Houtbouw kenmerkte vroegmiddeleeuws Antwerpen
In de jaren tachtig van de negentiende eeuw liet Antwerpen zijn Scheldekaaien rechttrekken en er een brede logistieke zone en moderne verkeersweg aanleggen. Daarbij verdwenen heel wat relicten van het oudste stadgedeelte. Deels definitief, deels onder de grond. Recent archeologisch onderzoek leverde interessante informatie op over de oorspronkelijke stedelijke bebouwing.
De opgravingen legden – tijdelijk – onder meer een deel van de oude burchtmuur bloot, naast fundamenten van gebouwen en oude wegbedekkingen, voorlopig gedateerd van de negende tot de twaalfde eeuw. De uitgravingen gebeurden onder de negentiende-eeuwse afdaken ten noorden van het Steen.
Vanaf de late negende eeuw stond daar een nederzetting van eenvoudige houten huizen, beschermd door een verdedigingsgracht en een aarden wal. Binnen die vroegste omwalling groeide de bewoning aan weerszijden van enkele straten en steegjes. Aan steigers in de Schelde meerden schepen aan en werd handel gedreven met Friezen en Denen uit het Noordzeegebied.

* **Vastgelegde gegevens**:
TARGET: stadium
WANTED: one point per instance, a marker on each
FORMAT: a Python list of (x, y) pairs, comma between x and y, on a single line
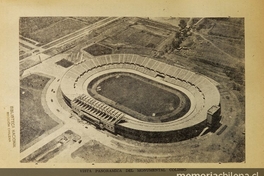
[(141, 98)]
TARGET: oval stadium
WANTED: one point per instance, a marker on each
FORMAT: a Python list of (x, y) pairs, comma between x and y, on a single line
[(141, 98)]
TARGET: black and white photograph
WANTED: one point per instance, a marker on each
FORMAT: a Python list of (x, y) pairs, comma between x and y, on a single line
[(131, 89)]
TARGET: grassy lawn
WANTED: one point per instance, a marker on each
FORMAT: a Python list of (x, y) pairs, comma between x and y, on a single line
[(142, 98), (33, 120)]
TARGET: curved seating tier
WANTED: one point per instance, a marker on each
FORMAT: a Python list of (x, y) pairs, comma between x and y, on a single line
[(205, 93)]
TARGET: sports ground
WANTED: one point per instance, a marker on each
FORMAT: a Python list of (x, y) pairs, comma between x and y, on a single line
[(139, 96)]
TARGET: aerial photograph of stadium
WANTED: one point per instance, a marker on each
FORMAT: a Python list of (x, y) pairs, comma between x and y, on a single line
[(132, 89)]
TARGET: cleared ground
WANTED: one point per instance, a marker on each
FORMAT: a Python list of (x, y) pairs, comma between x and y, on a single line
[(132, 92), (45, 30), (97, 50), (33, 120)]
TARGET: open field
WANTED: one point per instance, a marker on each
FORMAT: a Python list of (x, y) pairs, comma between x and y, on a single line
[(64, 63), (133, 36), (28, 25), (89, 20), (97, 50), (129, 92), (33, 120), (52, 148), (45, 30)]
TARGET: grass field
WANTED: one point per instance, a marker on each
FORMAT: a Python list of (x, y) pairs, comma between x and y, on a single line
[(33, 120), (131, 92), (98, 50), (64, 63), (48, 29), (134, 36)]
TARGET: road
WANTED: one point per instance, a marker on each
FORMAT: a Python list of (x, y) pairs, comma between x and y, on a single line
[(66, 39)]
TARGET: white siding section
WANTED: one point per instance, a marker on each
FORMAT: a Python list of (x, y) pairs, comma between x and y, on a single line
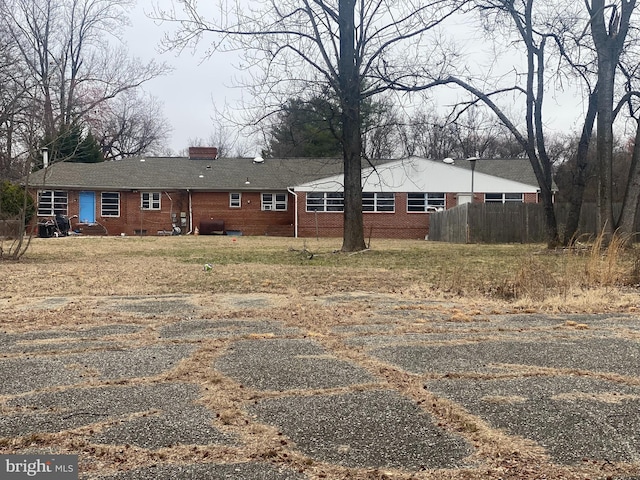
[(422, 175)]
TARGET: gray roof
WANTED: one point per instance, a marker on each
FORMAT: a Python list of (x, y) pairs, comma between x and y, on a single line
[(516, 169), (177, 173), (226, 174)]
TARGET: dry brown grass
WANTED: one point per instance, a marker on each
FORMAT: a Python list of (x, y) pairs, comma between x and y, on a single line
[(520, 276), (469, 282)]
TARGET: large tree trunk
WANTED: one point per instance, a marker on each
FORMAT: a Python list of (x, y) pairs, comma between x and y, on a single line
[(608, 37), (579, 180), (605, 144), (353, 233), (626, 225)]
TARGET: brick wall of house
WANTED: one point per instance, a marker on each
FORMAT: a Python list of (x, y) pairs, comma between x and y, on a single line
[(248, 219), (135, 221), (400, 224)]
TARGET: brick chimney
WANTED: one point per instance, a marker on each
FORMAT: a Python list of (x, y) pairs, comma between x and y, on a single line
[(203, 153)]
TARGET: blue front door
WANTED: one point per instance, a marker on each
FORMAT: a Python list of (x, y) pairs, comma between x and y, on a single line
[(87, 213)]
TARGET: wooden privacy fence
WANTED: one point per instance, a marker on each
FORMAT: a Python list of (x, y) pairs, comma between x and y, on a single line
[(505, 223), (9, 228)]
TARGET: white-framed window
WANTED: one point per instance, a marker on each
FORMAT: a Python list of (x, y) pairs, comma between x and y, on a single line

* **Opdracht**: Met wie werd volgens de tekst over vroegmiddeleeuws Antwerpen handel gedreven aan de steigers in de Schelde?

* **Antwoord**: Met Friezen en Denen uit het Noordzeegebied.